### INSTRUCTION 1
Which file does the patch in the thread change?

### PAGE EXCERPT
————

On 2022/9/22 14:20, Christoph Hellwig wrote:
> On Wed, Sep 21, 2022 at 11:32:03AM +0800, Liu Song wrote:
>> From: Liu Song <[email protected]>
>>
>> High-performance NVMe devices usually support a large hw queue, which
> a larger number of?
>
>> /*
>> - * For a polled request, always complete locally, it's pointless
>> - * to redirect the completion.
>> + * For request which hctx has only one ctx mapping,
>> + * or a polled request, always complete locally,
>> + * it's pointless to redirect the completion.
>> */
>> - if (rq->cmd_flags & REQ_POLLED)
>> + if (rq->mq_hctx->nr_ctx == 1 ||
>> + rq->cmd_flags & REQ_POLLED)
> Some very odd comment formatting and and indentation here.
Thanks, I will issue a V2 patch as suggested.
From: Liu Song <[email protected]>
High-performance NVMe devices usually support a larger number of hw queue,
which ensures a 1:1 mapping of hctx and ctx. In this case there will be no
remote request, so we don't need to care about it.
Signed-off-by: Liu Song <[email protected]>
---
block/blk-mq.c | 7 ++++---
1 file changed, 4 insertions(+), 3 deletions(-)
diff --git a/block/blk-mq.c b/block/blk-mq.c
index c11949d..7f9be13 100644
--- a/block/blk-mq.c
+++ b/block/blk-mq.c
@@ -1093,10 +1093,11 @@ bool blk_mq_complete_request_remote(struct request *rq)
WRITE_ONCE(rq->state, MQ_RQ_COMPLETE);
/*
- * For a polled request, always complete locally, it's pointless
- * to redirect the completion.
+ * If the request's hctx has only one ctx mapping,
+ * or is a polled request, both always complete locally,
+ * it's pointless to redirect the completion.
*/
- if (rq->cmd_flags & REQ_POLLED)

————

(Pointing records)
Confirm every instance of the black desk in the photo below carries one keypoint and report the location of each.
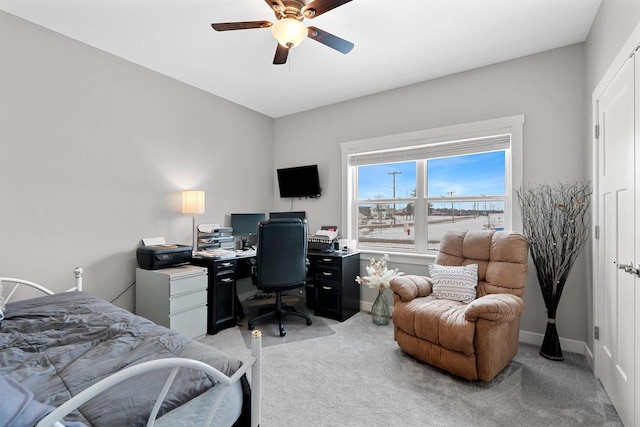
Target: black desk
(331, 289)
(223, 305)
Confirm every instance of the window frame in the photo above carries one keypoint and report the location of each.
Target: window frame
(514, 165)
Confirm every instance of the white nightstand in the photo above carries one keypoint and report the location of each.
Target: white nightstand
(174, 297)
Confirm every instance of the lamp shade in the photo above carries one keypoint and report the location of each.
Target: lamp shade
(289, 32)
(192, 202)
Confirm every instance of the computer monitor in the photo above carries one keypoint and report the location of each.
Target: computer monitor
(302, 215)
(245, 226)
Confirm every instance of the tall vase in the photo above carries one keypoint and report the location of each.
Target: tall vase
(380, 313)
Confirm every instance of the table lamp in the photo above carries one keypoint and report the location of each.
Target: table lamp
(193, 203)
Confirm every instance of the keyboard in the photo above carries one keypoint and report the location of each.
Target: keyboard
(246, 253)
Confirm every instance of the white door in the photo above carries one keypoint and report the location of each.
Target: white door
(616, 246)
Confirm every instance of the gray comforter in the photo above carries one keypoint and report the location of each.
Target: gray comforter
(58, 345)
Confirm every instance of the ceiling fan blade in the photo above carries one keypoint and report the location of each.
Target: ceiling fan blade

————

### INSTRUCTION 2
Update the records from the line containing "Confirm every instance of the white nightstand" through the end of the records, changing every "keypoint" to "marker" and leaving everything else the same.

### TASK OUTPUT 1
block/blk-mq.c

### TASK OUTPUT 2
Confirm every instance of the white nightstand in the photo above carries one marker and report the location of each.
Target: white nightstand
(174, 297)
Confirm every instance of the lamp shade in the photo above carries one marker and report the location of each.
Target: lamp shade
(289, 32)
(192, 202)
Confirm every instance of the computer monitor in the photo above carries one marker and report the location of each.
Target: computer monitor
(302, 215)
(245, 226)
Confirm every instance of the tall vase in the photo above carries one marker and report the location of each.
Target: tall vase
(380, 313)
Confirm every instance of the table lamp in the photo above carries one marker and report the location of each.
Target: table lamp
(193, 203)
Confirm every instance of the keyboard in the photo above carries one marker and report the location of each.
Target: keyboard
(246, 253)
Confirm every instance of the white door in the photo above carries one marker and report the location of each.
Target: white door
(616, 246)
Confirm every instance of the gray comforter in the photo above carries one marker and report the location of each.
Target: gray comforter
(58, 345)
Confirm every instance of the ceiling fan blade in the photo above carries one marker and report the location of each.
Target: ceiling fan blade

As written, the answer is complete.